What the task requires -> Every record below should be printed exactly as given.

Given records ->
------------

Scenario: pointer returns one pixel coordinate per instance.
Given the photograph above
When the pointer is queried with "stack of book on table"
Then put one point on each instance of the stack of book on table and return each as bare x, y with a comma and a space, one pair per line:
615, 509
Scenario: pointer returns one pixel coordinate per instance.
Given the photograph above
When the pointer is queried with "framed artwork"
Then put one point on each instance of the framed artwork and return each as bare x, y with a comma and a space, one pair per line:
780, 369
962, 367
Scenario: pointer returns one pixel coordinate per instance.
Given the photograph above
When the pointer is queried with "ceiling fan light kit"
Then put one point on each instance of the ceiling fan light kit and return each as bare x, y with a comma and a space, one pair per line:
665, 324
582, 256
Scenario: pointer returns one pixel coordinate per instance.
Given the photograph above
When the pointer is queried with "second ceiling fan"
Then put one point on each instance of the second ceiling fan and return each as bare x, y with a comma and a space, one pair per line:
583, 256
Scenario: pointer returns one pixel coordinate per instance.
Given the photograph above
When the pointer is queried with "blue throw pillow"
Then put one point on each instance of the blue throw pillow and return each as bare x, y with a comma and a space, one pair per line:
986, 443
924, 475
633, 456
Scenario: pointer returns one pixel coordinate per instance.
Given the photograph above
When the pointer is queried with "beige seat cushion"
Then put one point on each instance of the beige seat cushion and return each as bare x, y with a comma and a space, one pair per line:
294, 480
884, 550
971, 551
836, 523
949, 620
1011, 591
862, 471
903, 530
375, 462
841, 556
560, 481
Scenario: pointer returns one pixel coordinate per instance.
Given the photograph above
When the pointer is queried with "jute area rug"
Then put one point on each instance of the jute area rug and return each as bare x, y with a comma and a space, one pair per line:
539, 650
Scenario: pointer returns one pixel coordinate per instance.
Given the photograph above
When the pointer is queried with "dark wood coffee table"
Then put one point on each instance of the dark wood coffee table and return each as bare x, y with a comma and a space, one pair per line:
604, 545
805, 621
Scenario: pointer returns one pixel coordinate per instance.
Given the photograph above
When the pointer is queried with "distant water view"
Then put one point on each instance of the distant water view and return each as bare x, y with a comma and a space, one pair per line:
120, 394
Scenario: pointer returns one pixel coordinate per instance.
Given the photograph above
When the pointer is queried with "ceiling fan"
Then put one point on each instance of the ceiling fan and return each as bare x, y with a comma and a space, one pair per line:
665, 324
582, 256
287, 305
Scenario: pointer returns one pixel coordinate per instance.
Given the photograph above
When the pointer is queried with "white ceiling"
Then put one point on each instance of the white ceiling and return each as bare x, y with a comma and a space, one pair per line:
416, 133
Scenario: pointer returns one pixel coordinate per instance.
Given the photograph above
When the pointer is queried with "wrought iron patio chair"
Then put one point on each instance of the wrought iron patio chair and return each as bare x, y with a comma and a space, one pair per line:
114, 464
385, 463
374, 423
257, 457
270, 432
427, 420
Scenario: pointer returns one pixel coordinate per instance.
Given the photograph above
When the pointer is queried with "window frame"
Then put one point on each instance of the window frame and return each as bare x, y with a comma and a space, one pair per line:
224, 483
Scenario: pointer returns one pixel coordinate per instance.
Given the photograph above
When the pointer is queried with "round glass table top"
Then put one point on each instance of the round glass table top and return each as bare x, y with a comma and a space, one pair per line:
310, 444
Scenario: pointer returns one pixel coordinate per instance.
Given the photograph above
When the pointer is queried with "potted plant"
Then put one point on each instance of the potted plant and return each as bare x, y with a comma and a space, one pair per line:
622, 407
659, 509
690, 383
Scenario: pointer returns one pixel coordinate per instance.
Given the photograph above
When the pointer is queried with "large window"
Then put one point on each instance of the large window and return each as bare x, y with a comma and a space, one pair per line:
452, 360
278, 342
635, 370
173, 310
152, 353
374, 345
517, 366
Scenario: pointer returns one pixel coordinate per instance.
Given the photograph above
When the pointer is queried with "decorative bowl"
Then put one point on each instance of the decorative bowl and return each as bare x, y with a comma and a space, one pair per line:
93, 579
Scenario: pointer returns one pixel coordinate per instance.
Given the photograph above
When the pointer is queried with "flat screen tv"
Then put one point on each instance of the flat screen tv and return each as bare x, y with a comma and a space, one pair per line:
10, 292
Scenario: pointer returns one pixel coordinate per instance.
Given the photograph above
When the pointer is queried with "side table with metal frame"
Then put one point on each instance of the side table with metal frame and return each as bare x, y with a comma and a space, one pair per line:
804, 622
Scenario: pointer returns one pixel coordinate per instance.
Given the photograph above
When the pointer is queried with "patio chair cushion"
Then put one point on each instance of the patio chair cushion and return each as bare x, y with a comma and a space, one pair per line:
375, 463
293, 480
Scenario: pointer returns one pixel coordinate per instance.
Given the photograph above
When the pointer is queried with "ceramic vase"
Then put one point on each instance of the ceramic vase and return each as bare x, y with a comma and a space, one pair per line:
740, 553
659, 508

------------

Exercise output ->
Scenario: pointer returns one pixel coordinate per instance.
Given the photograph above
When the pointer is queried with "stack of book on table"
Then put one point on each instance of the stack of book on table and return each as bare x, y with a comma and a space, one pair per line:
615, 509
Scenario: pointer returns one pixel coordinate per instance.
Given the photograph above
When the pointer is queried with "framed artwork"
Then put one point on each instance of the framed artwork and return each as bare x, y with a comma and a space, one pair per line:
780, 369
962, 367
Scenario: pointer returns one pixel coordinate per instance.
Given the photograph above
When the pointer is queried with "ceiling fan light kit"
Then put one point on each instance of the ceiling fan light kit and return each as bare x, y with a comma and a space, one pair per line:
665, 324
582, 256
Scenario: pointer returns one pixel coordinate per instance.
Given the photograph above
When the pointer is queried with "second ceiling fan"
Then put one point on each instance of the second ceiling fan and return each as bare x, y with a comma and a space, one pair per line:
583, 256
Scenario: pointer returns one pixel coordinate per instance.
Given the photograph above
When the pointer is queried with "blue throw pillow"
Then put one point on each instance of the blue throw pillow and return each as bare x, y with a comma and a space, one pair per line:
986, 443
924, 475
633, 456
Scenario: pointer returns one pixel coordinate per instance.
Given the photograph above
When the pointer is queried with "beige seat cushion"
Then put one point on each instance of the beige seat cushion and return each as bare x, y with a comma and a space, one pair per line:
294, 480
884, 550
971, 551
836, 523
949, 620
1011, 591
862, 471
903, 530
375, 462
841, 556
560, 481
Scenario: pointer returns one pixel coordinate per instance.
Given the photograph above
When the pointer is queried with "jute area rug"
Then put one point on each instance of the jute area rug and return each as bare x, y with a comma and a space, one pair per line:
539, 650
Scenario: pointer returns one pixel coordinate per instance.
Given the photograph above
When the pointer is queried with "dark wood coffee table"
Then put one point on each instance of the dark wood coffee table and return each as bare x, y with a comma and a space, one pair per line:
604, 545
805, 621
Scenario: pointer returns one pixel coordinate per instance.
Given the photograph above
When the pointer is queried with "distant water view"
Then put one point on each instance of the distant water view and return each as bare x, y with a comma and a space, one pair per line:
120, 394
Scenario: pointer returns one pixel coordinate per instance.
Given the photograph above
When the pointer is queried with "ceiling fan"
Then put one point on each instance of the ceiling fan and return each as bare x, y with a comma and a space, one pair per line:
665, 324
582, 256
287, 305
Scenario: pointer returns one pixel coordinate per instance.
Given the photograph above
When the pointer is queried with "white ceiling"
Then put one point on each instance of the white ceiling and return each as bare x, y with a comma and a space, one pair per line:
416, 133
Scenario: pointer returns one pixel coordinate per instance.
Given the photograph above
When the pointer is queried with "wrought iron patio chair"
Then put one point on each instance of the wrought iron patio chair and return each as bare x, y with a comma and a space, one pair per line:
114, 464
385, 463
374, 423
257, 457
270, 432
427, 420
Scenario: pointer returns one pixel coordinate per instance.
Given the photograph above
When the pointer is queried with "window frame"
Then put one point on each instance of the window frame and return each as bare x, y with a comma and a space, one pair per line:
224, 483
Scenario: pointer returns one pixel coordinate per instance.
Given the photograph above
When the pointer is queried with "round glass table top"
Then put one point on each instance of the round glass table top and return each as bare x, y with a comma and a space, one pair per line:
310, 444
Scenario: pointer returns one pixel coordinate per instance.
Given the photograph above
When the pointer is queried with "potted plant"
Then put one point on each instance of the potted plant and return each as bare x, y with a comma and a space, one pair per line:
622, 407
659, 509
690, 383
Scenario: pointer returns one pixel coordinate per instance.
Given the photograph above
When the pointer is queried with "large window"
Then put one point on each instance of the large window and return each as bare x, y with a comma and a space, one pair per line:
452, 360
278, 342
635, 370
173, 310
152, 353
374, 345
517, 366
Scenario: pointer returns one pixel coordinate per instance.
Given the photograph above
When the pointer is queried with "decorative bowl"
Then put one point on each instance of the decorative bowl and return each as bare x, y with a comma and a space, one pair per line:
93, 579
Scenario: pointer returns one pixel coordinate per instance.
Given the photograph above
When the pointer is queried with "flat screen tv"
Then put one point on each instance of the flat screen tv and return each as bare x, y with a comma and a space, one pair per line:
10, 292
Scenario: pointer returns one pixel coordinate per instance.
Given the photograph above
When the pointer is queried with "side table with metal frame"
Then put one point on each instance of the side table with metal frame and return each as bare x, y with a comma and a space, one pair per line:
804, 622
Scenario: pointer returns one pixel coordinate per instance.
Given the photograph above
When the pointer is queried with "patio chair cushion"
Then put one point on each instance of the patio chair cushion and return each as bare x, y with a comma and a space, one pair per line:
375, 463
293, 480
Scenario: pointer returns one pixel coordinate per instance.
Given the photograph above
When the pointer is queried with "ceramic vase"
Then put one point on each instance of the ceramic vase and return each as bare x, y with a comma and a space, one pair per line:
740, 553
659, 508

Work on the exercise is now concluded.